• _Written problem 1_
Reproduce word for word the portion of the disciplinary actions summary that begins at the words "Hong Kong’s Securities" and ends after the words "misappropriation of funds.".
• _Written problem 2_
Determine whether each of the following statements agrees with the disciplinary actions summary. For each, answer yes or no and quote the deciding words of the summary exactly. (a) A licensed intermediary was fined HK$8 million for failing to comply with AML/CTF and other regulatory requirements. (b) Twelve individuals were arrested during the joint operation. (c) Ramp-and-dump schemes constitute market misconduct under the Securities and Futures Ordinance.
• _Written problem 3_
According to the disciplinary actions summary, what sanction was imposed on a licensed individual for dishonest conduct and misappropriation of funds?

• _Supplied passage_
Hong Kong Law
February 2022
HKEX and SFC Disciplinary Actions in November to December 2021

HKEX and SFC Disciplinary Actions in November to December 2021

Hong Kong’s Securities and Futures Commission (SFC) and The Stock Exchange of Hong Kong (HKEX) brought a number of disciplinary actions against SFC-licensed intermediaries for regulatory breaches and against HKEX-listed companies for corporate misconduct in the last two months of 2021. The disciplinary actions included:

  • charging individuals suspected of money laundering and market misconduct offences in ramp-and-dump schemes in an operation conducted jointly by the SFC, the Monetary Authority of Singapore and the Hong Kong and Singaporean police forces;

  • fining a licensed intermediary HK$8 million for failing to comply with AML/CTF and other regulatory requirements; and

  • banning a licensed individual for life for dishonest conduct and misappropriation of funds.

Hong Kong-Singapore joint operation against suspected cross-border ramp-and-dump syndicate1

The SFC conducted a joint operation with the Hong Kong Police Force (HK Police), the Monetary Authority of Singapore (MAS) and the Singapore Police Force against a sophisticated syndicate suspected of operating ramp-and-dump manipulation schemes in Hong Kong and Singapore. “Ramp-and-dump schemes” involve ramping up a listed company’s share price and then dumping the shares at an artificially inflated price to profit from the offloading and constitute market misconduct under the Securities and Futures Ordinance (the SFO).

Money laundering and market misconduct offences

During the joint-operation, 10 individuals believed to be the key members of the syndicate, their associates and some senior executives of Hong Kong listed companies were arrested and charged with money laundering offences in addition to specific market misconduct offences including false trading, market manipulation and disclosure of false or misleading information inducing transactions under Parts XIII and Part XIV of the SFO.

• _Extracted data_
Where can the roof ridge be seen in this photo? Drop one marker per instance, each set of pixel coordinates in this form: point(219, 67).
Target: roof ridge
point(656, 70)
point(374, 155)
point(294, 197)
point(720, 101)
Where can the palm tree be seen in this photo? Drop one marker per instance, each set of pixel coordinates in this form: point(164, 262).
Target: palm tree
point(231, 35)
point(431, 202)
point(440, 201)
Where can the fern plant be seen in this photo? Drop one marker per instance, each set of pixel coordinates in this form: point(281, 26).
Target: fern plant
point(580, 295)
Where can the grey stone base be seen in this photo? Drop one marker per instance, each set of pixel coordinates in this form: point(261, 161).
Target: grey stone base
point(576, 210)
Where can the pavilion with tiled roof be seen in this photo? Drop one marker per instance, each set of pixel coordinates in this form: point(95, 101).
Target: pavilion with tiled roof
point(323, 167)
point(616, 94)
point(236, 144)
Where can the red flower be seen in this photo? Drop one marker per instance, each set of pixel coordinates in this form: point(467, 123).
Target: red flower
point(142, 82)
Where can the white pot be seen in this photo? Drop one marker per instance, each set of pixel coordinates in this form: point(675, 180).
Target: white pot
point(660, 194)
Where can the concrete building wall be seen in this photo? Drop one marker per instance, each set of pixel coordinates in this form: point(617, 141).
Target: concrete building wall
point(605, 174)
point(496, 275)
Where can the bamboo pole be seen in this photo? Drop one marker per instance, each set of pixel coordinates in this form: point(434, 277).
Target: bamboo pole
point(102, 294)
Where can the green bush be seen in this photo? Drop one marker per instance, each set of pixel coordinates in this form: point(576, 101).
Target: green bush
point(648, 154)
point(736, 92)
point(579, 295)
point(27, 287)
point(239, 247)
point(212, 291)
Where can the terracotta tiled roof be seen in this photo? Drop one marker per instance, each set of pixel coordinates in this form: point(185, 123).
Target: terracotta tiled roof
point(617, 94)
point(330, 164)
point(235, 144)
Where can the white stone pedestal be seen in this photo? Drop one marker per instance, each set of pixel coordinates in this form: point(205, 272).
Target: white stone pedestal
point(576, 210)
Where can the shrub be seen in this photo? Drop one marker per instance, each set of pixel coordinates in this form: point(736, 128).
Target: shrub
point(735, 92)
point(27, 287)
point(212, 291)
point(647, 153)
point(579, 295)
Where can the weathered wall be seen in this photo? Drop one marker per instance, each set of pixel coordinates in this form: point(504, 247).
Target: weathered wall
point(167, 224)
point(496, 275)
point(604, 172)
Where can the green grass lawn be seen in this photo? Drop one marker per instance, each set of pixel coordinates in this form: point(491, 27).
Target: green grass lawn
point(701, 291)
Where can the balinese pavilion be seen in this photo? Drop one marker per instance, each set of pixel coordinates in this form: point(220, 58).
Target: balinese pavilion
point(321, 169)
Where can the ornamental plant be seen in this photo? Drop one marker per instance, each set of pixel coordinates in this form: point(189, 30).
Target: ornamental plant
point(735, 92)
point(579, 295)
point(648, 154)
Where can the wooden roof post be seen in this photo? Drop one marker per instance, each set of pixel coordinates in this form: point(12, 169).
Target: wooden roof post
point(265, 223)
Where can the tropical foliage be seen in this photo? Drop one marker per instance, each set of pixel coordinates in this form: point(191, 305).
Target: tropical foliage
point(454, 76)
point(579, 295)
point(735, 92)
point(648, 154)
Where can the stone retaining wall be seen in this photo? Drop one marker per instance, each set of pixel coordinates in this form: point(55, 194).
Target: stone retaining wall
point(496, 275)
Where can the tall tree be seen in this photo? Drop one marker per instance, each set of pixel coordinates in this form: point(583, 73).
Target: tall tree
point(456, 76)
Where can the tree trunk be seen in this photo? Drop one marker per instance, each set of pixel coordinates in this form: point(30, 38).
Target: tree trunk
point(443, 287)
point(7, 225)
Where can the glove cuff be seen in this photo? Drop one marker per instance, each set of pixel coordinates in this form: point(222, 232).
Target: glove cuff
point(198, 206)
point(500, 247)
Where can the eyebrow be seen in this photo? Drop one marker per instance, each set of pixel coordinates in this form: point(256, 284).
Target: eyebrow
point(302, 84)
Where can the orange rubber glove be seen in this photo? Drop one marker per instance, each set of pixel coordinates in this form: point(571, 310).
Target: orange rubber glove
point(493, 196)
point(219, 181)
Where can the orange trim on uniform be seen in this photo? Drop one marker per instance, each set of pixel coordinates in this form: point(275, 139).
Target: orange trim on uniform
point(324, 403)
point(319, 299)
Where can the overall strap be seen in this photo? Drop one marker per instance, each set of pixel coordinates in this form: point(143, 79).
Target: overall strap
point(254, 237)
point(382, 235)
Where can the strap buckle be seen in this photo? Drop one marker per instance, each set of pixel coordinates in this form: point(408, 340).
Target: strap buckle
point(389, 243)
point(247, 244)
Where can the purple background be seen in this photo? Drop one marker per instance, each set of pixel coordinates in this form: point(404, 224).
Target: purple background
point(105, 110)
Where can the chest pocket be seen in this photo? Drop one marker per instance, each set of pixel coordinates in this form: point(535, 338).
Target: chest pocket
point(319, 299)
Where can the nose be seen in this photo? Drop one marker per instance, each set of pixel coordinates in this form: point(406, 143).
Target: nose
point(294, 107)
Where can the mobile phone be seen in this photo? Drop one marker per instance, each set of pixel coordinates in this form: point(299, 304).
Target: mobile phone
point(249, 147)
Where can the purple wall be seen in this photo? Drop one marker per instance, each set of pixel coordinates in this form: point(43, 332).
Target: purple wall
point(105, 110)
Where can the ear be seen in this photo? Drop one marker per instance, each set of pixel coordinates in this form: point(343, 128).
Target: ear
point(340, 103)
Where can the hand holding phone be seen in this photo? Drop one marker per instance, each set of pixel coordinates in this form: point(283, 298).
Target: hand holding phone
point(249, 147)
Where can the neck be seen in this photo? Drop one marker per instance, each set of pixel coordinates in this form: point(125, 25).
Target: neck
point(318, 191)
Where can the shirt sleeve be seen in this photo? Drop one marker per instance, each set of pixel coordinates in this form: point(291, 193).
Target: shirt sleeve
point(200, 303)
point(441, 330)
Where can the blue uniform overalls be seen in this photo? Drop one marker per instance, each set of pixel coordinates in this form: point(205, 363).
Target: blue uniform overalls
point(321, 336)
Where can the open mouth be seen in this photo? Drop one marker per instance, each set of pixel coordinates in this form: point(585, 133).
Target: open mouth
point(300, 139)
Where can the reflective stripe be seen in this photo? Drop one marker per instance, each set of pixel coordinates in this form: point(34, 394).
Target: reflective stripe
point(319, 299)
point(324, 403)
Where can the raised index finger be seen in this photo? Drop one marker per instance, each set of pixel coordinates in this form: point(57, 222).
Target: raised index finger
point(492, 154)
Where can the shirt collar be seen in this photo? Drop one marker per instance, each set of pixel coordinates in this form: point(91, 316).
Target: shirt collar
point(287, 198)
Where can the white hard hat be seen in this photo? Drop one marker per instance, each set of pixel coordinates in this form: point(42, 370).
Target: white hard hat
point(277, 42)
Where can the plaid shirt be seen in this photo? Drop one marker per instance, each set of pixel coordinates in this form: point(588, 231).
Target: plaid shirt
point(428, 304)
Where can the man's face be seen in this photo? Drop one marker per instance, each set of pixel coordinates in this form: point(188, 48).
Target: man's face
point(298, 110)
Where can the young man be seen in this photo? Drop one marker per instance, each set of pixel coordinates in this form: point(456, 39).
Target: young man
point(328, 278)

• _Task response 1_
Hong Kong’s Securities and Futures Commission (SFC) and The Stock Exchange of Hong Kong (HKEX) brought a number of disciplinary actions against SFC-licensed intermediaries for regulatory breaches and against HKEX-listed companies for corporate misconduct in the last two months of 2021. The disciplinary actions included:

  • charging individuals suspected of money laundering and market misconduct offences in ramp-and-dump schemes in an operation conducted jointly by the SFC, the Monetary Authority of Singapore and the Hong Kong and Singaporean police forces;

  • fining a licensed intermediary HK$8 million for failing to comply with AML/CTF and other regulatory requirements; and

  • banning a licensed individual for life for dishonest conduct and misappropriation of funds.

• _Task response 2_
(a) Yes: "fining a licensed intermediary HK$8 million for failing to comply with AML/CTF and other regulatory requirements"
(b) No: "10 individuals believed to be the key members of the syndicate, their associates and some senior executives of Hong Kong listed companies were arrested"
(c) Yes: "constitute market misconduct under the Securities and Futures Ordinance (the SFO)"

• _Task response 3_
The individual was banned for life.